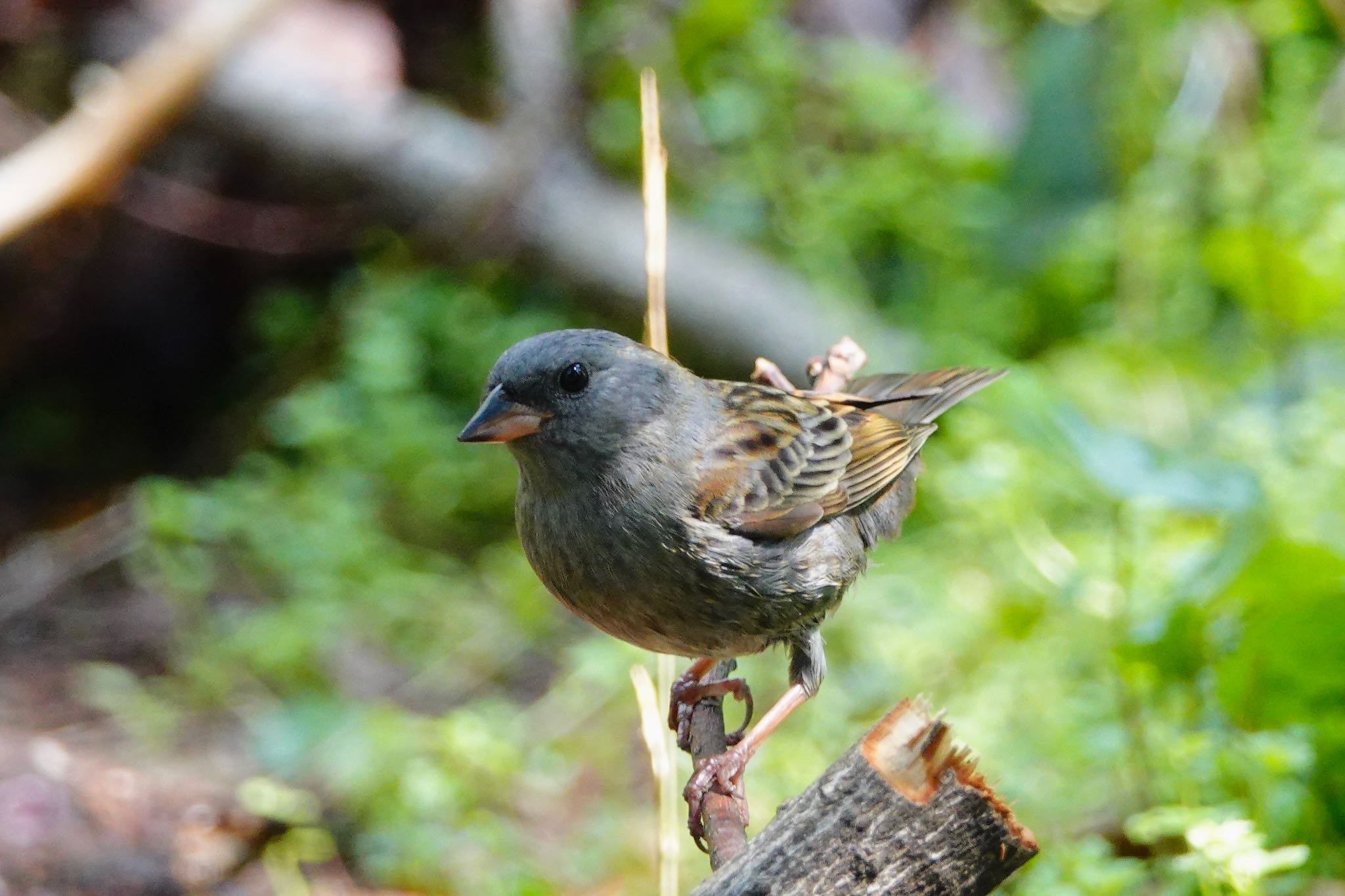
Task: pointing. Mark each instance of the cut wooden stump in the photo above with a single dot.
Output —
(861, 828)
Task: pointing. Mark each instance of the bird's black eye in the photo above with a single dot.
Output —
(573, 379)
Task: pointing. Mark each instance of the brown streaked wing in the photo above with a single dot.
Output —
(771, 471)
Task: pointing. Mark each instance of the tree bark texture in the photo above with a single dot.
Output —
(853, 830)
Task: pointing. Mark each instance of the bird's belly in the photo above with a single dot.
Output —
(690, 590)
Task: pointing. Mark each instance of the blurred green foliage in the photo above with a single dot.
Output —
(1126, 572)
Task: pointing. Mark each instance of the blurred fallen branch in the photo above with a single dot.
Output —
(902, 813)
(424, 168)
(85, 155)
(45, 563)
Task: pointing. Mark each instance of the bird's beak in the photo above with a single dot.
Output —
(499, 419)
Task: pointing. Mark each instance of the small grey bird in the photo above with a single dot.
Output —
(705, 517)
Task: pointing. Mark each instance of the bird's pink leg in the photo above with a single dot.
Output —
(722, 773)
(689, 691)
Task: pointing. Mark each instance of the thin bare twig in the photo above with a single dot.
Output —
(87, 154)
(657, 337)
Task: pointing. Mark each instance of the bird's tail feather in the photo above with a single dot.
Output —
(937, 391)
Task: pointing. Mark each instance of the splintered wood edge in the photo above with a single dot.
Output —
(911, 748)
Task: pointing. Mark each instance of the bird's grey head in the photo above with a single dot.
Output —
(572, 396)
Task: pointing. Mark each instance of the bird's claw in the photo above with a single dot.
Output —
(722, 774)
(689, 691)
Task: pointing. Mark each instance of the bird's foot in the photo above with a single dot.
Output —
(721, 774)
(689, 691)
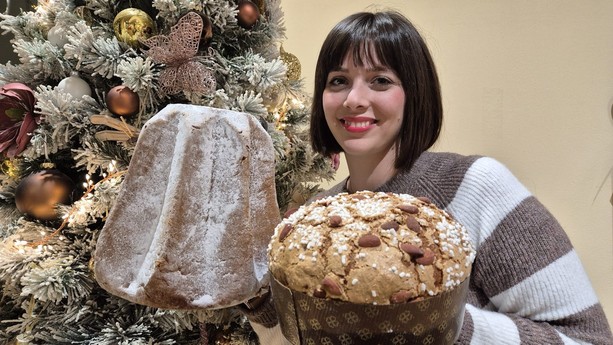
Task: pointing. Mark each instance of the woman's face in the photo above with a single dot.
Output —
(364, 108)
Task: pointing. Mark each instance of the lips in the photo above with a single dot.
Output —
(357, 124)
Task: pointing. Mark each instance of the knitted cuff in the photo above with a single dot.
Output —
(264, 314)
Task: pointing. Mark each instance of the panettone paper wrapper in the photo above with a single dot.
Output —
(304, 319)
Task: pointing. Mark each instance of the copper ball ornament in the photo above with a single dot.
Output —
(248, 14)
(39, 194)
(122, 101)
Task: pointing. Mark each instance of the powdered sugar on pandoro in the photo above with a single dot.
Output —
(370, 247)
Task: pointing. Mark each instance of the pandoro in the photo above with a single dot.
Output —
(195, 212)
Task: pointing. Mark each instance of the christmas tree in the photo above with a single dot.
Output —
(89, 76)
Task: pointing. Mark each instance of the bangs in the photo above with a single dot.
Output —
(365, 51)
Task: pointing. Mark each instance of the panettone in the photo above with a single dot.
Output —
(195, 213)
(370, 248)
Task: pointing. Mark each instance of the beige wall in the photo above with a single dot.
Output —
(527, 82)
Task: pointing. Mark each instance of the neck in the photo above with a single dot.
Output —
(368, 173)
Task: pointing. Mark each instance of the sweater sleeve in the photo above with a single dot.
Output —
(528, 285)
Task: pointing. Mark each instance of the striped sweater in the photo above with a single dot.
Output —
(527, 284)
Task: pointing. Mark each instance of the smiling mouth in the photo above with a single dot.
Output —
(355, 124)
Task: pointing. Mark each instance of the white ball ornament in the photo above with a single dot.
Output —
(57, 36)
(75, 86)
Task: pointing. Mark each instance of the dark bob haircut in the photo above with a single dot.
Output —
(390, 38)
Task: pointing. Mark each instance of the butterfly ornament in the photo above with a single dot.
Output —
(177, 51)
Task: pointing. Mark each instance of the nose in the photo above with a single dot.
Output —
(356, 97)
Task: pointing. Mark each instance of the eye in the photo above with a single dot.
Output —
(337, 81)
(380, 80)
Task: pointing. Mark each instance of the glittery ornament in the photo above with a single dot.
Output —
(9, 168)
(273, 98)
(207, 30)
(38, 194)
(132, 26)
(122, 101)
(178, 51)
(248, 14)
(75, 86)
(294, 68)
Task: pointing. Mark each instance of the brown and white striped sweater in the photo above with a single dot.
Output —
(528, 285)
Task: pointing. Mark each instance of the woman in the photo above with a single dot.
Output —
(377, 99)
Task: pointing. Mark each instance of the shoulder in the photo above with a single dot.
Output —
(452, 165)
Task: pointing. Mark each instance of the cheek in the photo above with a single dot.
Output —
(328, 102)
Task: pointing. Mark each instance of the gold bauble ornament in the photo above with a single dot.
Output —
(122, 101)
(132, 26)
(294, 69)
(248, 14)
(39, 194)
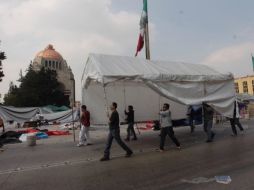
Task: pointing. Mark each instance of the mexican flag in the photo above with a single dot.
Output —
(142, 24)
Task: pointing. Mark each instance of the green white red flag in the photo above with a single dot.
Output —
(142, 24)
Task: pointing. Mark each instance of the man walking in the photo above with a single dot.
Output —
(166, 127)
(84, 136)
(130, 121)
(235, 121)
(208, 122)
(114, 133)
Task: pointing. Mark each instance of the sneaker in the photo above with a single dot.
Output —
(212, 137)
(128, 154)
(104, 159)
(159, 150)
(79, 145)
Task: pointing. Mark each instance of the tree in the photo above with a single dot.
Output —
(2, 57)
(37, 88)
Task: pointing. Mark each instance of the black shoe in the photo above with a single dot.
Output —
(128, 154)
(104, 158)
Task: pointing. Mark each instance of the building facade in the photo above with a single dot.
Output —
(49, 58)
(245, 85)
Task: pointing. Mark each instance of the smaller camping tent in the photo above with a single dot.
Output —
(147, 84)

Problem details |
Render the data from its start through the line holding "(1126, 572)", inclusive, as a JSON list of strings with one string per line and blank lines omitted. Leave the pictures out of the list.

The completed task |
[
  "Task: pointing. Mark each instance of the cut wooden stump in the photo above with a single dot.",
  "Output —",
  "(861, 828)",
  "Task: pointing. Mark each instance of the bird's black eye in the photo above with a single dot.",
  "Output —",
  "(573, 379)",
  "Task: pointing. Mark each instance of the brown streaked wing in the photo above with a single dot.",
  "Output —",
  "(771, 471)",
  "Task: pointing. Mark each instance of the tree bark texture in the photo above with a single dot.",
  "Output —",
  "(853, 830)",
  "Task: pointing. Mark each instance of the bird's belly in the photo above with a single dot.",
  "Output —",
  "(690, 590)",
  "Task: pointing. Mark each instance of the blurred green foliage in the photo above with a single dot.",
  "Output —",
  "(1126, 572)"
]